| Exercise instructions |
Here is a block of entries. Write out its lines exactly, from the first through the one containing "negative clicks: (87, 123)".

| Exercise materials |
____

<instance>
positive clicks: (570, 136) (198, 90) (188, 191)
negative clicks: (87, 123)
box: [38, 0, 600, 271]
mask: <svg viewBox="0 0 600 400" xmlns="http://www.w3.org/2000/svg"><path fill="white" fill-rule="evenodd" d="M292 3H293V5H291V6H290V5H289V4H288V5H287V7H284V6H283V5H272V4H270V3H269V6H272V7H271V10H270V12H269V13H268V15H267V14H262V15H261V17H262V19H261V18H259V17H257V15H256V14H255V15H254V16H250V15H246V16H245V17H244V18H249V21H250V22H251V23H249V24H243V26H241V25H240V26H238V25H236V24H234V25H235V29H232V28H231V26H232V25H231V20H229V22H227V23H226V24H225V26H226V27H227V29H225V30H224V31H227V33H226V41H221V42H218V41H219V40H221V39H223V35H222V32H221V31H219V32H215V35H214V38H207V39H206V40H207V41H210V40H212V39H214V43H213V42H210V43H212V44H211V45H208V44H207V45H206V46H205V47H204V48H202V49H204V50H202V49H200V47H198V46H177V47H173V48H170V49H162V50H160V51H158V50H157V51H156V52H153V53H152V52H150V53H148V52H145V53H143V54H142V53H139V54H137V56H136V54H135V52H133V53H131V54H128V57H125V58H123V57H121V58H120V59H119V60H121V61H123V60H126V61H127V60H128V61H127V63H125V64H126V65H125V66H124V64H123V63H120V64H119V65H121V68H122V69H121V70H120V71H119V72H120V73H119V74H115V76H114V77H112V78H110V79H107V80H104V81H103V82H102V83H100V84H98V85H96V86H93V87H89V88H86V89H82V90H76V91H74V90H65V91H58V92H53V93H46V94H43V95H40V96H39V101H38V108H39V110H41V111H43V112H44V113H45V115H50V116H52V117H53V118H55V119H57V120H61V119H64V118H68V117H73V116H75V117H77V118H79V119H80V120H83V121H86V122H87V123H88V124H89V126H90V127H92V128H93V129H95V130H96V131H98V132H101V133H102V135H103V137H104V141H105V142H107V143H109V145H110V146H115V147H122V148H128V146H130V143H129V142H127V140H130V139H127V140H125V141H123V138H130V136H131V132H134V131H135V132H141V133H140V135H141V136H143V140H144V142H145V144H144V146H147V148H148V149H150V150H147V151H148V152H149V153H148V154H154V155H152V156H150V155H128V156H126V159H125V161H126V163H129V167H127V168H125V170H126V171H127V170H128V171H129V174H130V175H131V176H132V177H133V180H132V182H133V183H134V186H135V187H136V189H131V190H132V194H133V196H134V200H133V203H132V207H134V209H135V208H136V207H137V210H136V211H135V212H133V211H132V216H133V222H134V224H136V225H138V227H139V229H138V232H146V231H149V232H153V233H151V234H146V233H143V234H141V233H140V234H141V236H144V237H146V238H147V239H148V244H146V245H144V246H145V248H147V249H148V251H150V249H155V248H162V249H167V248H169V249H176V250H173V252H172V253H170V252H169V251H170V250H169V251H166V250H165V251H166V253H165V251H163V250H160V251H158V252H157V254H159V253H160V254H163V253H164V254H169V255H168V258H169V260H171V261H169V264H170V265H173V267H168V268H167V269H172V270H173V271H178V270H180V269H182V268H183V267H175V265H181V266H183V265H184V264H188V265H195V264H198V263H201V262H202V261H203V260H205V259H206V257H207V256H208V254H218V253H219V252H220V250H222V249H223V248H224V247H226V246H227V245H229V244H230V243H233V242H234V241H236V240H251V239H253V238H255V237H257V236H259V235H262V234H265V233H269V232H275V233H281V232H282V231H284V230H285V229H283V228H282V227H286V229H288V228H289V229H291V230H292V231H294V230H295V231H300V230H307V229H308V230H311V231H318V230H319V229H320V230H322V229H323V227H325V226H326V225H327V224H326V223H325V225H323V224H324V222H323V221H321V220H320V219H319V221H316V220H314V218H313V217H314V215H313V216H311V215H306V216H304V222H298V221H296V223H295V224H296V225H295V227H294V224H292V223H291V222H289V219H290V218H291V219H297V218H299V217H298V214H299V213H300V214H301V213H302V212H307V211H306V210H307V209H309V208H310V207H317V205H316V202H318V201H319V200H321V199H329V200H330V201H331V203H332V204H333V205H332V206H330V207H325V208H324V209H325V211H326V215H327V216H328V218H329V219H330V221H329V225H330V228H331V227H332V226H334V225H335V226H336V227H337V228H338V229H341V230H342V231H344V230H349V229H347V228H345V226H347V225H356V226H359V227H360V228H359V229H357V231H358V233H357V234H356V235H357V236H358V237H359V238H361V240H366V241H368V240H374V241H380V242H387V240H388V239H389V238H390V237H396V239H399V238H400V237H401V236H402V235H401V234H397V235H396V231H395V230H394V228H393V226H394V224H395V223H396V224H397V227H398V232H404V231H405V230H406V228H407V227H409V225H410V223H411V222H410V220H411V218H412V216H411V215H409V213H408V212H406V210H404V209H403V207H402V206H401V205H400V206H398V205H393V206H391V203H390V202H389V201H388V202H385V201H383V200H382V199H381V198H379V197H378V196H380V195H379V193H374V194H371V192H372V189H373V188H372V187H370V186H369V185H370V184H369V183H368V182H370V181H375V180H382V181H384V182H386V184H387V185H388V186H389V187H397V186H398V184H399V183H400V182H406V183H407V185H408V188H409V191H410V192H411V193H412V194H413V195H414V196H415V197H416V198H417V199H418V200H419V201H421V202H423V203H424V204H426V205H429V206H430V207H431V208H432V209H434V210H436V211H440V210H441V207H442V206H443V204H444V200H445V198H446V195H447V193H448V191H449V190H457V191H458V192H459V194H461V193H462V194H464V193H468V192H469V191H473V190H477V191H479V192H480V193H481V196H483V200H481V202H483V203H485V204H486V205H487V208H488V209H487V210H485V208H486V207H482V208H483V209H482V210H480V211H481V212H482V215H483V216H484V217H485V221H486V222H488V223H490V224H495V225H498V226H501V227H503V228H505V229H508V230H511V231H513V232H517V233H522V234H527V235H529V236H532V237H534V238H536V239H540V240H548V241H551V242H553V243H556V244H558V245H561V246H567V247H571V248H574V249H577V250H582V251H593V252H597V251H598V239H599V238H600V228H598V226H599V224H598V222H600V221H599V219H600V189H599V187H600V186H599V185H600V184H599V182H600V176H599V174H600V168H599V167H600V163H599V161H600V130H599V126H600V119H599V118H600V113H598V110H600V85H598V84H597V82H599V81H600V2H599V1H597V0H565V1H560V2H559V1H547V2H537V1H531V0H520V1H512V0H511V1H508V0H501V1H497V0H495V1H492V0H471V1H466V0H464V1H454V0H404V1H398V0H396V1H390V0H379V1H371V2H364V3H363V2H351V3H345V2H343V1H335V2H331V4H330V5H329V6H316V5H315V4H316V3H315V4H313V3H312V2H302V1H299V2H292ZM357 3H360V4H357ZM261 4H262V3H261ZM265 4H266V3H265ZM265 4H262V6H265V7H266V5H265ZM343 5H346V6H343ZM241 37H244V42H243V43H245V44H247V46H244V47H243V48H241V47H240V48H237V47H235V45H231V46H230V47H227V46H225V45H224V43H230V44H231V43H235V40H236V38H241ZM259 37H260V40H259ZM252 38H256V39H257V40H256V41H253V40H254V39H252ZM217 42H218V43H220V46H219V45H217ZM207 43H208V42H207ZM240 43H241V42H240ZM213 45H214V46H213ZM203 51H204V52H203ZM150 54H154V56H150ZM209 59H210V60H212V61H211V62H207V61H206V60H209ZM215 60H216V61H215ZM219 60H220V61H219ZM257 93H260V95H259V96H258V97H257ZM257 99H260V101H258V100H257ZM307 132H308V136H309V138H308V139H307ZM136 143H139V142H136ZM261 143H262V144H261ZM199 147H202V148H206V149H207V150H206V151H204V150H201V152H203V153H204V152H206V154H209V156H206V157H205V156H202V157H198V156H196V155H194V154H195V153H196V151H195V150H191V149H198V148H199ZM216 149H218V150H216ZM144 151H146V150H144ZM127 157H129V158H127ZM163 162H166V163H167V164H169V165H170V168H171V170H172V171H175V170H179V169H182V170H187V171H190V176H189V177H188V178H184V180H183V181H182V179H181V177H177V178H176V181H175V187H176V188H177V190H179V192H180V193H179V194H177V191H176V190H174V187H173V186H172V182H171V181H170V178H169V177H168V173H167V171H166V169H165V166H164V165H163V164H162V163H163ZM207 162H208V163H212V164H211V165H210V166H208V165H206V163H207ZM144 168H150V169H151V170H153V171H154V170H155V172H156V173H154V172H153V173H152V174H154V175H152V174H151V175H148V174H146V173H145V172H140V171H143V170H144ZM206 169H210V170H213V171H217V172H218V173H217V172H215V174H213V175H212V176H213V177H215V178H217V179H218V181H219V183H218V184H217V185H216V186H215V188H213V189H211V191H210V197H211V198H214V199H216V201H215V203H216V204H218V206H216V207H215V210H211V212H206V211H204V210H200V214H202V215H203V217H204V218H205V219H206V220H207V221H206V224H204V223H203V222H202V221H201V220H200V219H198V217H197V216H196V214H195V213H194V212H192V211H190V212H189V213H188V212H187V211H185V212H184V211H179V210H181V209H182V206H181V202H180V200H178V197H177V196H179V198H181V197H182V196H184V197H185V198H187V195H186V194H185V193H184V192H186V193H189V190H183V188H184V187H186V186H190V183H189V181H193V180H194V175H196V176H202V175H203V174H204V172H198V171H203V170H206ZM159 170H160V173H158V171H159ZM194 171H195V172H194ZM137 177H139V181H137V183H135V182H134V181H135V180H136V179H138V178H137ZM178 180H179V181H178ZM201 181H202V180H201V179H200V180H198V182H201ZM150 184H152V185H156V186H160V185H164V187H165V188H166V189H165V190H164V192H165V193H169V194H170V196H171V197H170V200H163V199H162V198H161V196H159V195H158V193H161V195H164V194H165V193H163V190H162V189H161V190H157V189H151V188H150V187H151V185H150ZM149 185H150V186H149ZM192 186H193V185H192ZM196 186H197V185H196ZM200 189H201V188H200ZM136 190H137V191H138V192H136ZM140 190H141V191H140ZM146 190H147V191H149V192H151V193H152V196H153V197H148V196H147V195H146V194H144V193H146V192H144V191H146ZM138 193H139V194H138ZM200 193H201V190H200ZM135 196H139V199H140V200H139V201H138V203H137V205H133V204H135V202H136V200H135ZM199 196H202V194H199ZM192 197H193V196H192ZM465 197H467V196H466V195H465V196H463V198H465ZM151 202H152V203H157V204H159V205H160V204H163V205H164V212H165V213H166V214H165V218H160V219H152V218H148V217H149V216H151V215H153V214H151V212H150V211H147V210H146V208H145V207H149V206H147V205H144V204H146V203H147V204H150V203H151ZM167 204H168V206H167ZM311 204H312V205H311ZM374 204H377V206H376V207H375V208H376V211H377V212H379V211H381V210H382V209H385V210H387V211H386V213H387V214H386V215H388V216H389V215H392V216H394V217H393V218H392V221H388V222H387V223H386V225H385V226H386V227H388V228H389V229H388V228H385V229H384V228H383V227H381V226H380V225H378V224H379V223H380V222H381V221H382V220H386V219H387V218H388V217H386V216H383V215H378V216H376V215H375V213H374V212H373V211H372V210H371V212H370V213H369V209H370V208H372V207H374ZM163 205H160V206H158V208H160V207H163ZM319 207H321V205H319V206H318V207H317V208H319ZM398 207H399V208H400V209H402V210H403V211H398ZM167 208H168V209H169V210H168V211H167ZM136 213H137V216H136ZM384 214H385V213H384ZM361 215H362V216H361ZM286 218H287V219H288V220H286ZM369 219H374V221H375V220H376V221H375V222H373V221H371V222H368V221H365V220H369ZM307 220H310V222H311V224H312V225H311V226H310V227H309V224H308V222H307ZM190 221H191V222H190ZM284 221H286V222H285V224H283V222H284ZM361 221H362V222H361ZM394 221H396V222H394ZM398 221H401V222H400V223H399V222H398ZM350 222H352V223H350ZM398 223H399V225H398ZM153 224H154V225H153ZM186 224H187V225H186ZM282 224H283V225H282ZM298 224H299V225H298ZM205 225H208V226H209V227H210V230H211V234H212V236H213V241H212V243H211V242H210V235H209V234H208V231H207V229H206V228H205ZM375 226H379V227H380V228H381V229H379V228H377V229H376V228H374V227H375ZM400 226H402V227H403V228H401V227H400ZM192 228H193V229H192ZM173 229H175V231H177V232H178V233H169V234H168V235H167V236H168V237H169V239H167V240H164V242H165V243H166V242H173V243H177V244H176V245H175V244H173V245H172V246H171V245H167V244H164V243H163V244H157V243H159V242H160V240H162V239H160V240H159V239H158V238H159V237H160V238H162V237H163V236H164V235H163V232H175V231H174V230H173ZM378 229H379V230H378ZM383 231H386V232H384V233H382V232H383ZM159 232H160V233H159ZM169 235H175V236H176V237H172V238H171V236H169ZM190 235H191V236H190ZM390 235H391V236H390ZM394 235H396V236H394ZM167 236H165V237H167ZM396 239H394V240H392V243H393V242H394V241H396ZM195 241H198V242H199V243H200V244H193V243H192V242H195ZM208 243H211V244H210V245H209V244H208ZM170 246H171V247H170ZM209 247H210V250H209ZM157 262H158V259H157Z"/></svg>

____

| Reply to the exercise |
<instance>
positive clicks: (570, 136) (198, 90) (188, 191)
negative clicks: (87, 123)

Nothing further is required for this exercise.